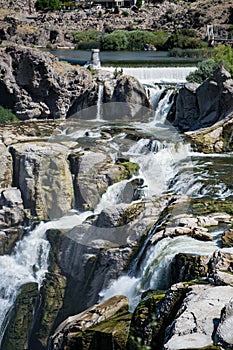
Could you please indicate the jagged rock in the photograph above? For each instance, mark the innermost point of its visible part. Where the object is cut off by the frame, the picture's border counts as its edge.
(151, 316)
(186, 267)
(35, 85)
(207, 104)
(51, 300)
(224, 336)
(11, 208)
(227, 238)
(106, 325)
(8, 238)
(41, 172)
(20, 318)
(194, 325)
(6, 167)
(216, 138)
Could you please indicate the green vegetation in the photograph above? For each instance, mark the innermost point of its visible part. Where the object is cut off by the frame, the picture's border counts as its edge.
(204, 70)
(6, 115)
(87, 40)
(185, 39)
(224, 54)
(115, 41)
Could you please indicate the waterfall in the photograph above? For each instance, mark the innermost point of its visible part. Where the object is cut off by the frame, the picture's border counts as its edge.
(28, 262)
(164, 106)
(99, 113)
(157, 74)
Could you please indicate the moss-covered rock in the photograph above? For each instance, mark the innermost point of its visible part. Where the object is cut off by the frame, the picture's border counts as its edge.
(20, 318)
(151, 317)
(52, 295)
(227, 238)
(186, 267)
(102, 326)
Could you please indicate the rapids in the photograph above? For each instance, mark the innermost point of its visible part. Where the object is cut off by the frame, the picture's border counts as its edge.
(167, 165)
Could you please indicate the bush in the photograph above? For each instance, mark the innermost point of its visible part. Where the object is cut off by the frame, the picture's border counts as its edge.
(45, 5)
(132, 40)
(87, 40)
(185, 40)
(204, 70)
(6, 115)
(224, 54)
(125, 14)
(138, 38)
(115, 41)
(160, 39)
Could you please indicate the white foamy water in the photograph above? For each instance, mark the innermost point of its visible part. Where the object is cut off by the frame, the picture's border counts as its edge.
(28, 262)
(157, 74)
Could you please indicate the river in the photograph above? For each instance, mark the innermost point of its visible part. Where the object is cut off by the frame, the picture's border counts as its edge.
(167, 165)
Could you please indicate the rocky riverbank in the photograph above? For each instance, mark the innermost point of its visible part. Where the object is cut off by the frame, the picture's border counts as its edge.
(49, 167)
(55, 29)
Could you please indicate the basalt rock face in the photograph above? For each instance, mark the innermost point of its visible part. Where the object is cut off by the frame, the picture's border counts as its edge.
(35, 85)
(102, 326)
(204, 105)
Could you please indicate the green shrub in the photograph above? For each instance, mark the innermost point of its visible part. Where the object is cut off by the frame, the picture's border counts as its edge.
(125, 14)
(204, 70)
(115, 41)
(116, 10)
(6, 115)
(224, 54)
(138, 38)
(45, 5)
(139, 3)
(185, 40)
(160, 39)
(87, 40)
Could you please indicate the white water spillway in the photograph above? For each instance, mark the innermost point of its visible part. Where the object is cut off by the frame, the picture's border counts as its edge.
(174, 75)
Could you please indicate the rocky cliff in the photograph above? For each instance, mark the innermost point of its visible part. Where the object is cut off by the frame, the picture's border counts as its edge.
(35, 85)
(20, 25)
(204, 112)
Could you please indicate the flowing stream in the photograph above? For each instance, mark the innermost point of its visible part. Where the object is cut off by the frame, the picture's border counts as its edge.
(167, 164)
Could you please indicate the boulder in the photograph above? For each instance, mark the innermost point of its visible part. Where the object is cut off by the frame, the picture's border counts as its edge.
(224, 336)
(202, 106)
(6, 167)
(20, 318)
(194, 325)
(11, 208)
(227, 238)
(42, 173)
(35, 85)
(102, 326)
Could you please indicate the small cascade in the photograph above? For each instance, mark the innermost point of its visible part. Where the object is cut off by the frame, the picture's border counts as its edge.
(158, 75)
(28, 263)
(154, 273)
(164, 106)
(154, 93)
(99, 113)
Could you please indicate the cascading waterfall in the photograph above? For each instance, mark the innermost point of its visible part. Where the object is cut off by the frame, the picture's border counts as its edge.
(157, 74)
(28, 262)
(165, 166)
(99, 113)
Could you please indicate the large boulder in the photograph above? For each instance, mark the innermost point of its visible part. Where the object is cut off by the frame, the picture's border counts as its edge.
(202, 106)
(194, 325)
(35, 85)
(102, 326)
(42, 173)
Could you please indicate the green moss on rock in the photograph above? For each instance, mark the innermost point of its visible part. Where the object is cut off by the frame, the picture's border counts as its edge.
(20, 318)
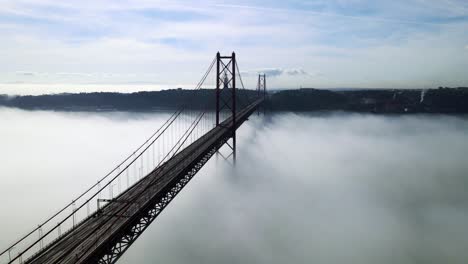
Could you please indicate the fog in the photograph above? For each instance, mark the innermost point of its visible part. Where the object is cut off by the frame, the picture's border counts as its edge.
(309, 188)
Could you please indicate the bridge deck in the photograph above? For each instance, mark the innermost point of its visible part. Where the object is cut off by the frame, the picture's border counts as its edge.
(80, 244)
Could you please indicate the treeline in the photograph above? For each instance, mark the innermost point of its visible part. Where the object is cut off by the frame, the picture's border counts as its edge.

Directions for this task:
Only the lines from the one that contains "Could you please indicate the large" to the end of the records, inclusive, are to be quoted exactly, with pictures excluded.

Result:
Could you please indicate the large boulder in the photograph above? For each instance, mark the innermost point of its visible part. Where the object is cut off by the frame, the picture's border counts as its edge.
(202, 106)
(194, 325)
(35, 85)
(102, 326)
(42, 173)
Could you please indicate the green moss on rock in the photograph above? For each instance, mark the innermost point of its visible part. Where the object is cut off by the frame, the picture's border counts as its edge.
(20, 318)
Could you please indicate the fog in the photograph above? For each instance, mark the innermost point of its visible part. Where the object is cut off by the frame, the picture's border counts as its edge.
(309, 188)
Could you please indicate the bridge deck in the photograph above? For each instance, mark the innermost point of its visible part. Where the object is cut off by the frame, the picture's border counts as its edge.
(80, 244)
Could you please indicate the treeline in the photograph above? For each instance, mark the innermost point of its visible part. Where the object is cut off by the frame, the picture's border counts as its edge.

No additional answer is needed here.